■ Исходные данные
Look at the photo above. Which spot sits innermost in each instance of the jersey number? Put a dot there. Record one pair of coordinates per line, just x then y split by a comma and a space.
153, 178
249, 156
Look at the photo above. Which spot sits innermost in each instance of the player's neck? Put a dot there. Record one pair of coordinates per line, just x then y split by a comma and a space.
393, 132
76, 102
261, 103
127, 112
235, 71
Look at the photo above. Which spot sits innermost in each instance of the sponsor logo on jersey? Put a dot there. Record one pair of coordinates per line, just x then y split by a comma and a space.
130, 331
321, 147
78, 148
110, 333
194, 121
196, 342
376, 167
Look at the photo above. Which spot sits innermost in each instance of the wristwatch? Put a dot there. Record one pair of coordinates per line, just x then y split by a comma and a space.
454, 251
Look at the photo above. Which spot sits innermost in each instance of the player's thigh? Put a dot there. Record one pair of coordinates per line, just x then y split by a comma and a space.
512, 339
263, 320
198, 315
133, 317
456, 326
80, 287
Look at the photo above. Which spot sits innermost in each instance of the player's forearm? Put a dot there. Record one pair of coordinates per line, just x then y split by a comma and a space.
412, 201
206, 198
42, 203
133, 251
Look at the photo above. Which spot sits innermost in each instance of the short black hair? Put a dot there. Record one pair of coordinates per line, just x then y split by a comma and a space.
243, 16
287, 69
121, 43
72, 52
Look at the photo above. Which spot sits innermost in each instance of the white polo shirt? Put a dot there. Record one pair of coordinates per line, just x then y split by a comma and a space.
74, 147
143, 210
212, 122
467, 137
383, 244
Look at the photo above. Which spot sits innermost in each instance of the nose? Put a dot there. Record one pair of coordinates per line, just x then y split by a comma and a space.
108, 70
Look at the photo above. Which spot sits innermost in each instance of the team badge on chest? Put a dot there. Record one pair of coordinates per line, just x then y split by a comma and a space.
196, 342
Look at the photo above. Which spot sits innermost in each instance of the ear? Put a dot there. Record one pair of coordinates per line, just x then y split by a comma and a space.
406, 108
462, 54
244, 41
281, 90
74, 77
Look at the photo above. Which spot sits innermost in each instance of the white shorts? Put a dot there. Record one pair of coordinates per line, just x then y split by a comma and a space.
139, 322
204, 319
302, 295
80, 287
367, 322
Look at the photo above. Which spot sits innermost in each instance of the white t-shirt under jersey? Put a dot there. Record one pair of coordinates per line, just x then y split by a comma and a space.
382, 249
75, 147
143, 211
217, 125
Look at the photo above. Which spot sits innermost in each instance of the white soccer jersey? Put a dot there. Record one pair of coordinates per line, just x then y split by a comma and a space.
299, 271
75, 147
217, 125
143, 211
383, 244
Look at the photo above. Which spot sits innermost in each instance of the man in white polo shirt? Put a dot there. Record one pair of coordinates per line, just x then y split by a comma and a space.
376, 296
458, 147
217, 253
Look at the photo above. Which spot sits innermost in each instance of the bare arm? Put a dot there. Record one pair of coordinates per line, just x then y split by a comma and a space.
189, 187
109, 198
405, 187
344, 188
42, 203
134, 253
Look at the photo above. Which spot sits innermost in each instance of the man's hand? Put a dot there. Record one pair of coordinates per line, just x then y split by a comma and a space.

■ Цель задания
Перенесите в нумерованный список часть записей от строки, содержащей «of the bare», до конца записей включительно. Пустые строки в список не включайте.

■ Ответ к заданию
1. Look at the photo above. Which spot sits innermost in each instance of the bare arm? Put a dot there. Record one pair of coordinates per line, just x then y split by a comma and a space.
2. 189, 187
3. 109, 198
4. 405, 187
5. 344, 188
6. 42, 203
7. 134, 253
8. Look at the photo above. Which spot sits innermost in each instance of the man's hand? Put a dot there. Record one pair of coordinates per line, just x then y split by a comma and a space.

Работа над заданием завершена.